YOUR TASK
Read through the entries below and return each line with the word "positive".

RAW DATA
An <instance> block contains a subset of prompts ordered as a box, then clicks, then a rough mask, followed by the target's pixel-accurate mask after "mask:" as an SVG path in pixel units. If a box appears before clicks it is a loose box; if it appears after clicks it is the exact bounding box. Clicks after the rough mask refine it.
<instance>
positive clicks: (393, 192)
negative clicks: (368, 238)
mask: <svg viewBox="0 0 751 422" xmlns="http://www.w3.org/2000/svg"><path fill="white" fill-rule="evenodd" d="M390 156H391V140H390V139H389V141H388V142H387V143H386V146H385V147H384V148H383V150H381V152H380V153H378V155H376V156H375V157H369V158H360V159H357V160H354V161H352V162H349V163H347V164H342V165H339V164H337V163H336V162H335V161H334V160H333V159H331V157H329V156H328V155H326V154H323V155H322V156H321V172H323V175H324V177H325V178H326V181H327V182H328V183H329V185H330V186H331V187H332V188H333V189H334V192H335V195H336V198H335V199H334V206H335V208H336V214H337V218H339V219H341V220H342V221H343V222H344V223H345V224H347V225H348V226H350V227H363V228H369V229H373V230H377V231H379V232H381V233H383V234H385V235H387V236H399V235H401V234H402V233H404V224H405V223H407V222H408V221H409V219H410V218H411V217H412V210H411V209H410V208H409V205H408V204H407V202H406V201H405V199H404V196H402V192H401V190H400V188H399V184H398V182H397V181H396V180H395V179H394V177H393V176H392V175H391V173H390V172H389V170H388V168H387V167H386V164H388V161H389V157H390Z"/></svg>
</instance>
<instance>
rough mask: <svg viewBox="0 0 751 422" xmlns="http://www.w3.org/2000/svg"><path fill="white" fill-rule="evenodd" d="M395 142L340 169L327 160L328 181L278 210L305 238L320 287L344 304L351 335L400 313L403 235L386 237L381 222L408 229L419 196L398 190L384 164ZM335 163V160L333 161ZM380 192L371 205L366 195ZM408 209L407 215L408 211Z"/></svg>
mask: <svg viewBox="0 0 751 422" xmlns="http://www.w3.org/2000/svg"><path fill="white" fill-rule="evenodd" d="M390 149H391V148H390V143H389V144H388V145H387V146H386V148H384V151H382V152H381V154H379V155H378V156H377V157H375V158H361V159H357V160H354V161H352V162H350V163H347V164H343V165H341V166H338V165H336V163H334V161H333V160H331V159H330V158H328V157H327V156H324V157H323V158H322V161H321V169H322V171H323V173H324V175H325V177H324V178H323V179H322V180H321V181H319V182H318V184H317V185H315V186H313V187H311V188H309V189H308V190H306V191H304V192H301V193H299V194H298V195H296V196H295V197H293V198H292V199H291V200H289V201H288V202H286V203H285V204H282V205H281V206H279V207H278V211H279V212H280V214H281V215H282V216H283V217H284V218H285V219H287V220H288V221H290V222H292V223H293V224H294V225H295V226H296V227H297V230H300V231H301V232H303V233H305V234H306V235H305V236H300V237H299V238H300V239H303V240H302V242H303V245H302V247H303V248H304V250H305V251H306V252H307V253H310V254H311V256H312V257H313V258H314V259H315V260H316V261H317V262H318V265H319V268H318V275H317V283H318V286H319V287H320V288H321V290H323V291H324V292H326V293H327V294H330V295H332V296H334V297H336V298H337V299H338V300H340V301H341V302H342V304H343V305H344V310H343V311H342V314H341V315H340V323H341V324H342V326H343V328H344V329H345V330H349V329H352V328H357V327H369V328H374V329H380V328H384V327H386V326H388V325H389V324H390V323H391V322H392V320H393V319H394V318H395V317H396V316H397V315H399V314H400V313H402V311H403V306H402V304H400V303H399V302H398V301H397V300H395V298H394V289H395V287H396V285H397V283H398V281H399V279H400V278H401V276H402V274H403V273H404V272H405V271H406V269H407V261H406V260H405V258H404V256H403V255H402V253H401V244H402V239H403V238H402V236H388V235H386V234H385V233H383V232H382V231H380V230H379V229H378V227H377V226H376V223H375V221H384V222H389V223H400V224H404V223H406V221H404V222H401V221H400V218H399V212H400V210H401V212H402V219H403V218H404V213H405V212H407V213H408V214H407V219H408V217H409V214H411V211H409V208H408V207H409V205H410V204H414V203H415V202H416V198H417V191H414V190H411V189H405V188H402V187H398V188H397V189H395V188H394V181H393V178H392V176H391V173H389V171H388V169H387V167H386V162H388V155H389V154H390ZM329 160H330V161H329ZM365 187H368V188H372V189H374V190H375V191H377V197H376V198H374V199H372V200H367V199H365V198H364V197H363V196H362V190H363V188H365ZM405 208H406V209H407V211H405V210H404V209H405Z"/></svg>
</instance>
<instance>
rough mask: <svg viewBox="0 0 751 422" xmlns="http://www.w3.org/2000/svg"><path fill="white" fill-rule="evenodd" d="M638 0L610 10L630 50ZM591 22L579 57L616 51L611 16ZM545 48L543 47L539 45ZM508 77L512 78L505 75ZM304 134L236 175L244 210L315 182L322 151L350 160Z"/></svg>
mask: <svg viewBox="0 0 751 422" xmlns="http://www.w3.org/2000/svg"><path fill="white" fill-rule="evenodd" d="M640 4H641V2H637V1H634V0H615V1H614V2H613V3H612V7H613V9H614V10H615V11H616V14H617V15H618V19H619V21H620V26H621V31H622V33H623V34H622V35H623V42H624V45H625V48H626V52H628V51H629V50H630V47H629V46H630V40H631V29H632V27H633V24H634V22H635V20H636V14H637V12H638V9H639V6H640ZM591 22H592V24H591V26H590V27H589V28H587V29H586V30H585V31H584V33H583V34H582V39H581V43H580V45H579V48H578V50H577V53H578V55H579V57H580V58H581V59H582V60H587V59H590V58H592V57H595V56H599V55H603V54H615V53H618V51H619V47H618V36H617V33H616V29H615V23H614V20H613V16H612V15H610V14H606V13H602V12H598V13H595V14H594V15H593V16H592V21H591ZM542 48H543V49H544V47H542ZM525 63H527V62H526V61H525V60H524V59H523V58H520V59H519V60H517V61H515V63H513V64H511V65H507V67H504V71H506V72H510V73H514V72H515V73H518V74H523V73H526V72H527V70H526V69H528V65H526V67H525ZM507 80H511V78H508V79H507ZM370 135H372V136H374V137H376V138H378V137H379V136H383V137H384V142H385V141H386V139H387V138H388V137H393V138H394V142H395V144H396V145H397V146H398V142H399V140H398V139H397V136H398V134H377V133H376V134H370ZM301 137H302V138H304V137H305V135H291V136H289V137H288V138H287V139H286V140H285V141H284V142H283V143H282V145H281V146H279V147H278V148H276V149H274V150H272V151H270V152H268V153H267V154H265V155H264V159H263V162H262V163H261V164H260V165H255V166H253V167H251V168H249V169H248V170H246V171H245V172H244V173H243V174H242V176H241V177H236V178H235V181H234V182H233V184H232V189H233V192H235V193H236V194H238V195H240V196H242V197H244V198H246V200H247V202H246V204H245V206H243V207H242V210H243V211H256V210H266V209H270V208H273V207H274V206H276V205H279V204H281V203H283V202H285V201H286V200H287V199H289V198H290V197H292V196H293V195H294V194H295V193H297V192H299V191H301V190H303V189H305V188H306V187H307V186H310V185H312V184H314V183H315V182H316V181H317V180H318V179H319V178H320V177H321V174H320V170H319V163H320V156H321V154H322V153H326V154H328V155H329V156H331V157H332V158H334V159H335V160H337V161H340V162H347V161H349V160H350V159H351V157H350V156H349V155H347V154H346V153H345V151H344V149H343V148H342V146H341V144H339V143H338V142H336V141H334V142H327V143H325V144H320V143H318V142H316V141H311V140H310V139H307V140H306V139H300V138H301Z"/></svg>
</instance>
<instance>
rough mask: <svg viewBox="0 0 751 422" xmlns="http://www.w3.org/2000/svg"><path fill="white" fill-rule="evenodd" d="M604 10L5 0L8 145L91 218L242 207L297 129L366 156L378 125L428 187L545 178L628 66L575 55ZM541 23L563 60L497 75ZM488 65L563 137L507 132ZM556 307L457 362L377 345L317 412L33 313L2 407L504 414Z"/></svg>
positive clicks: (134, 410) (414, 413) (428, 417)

PROBLEM SOLUTION
positive clicks: (393, 192)
positive clicks: (134, 410) (414, 413) (428, 417)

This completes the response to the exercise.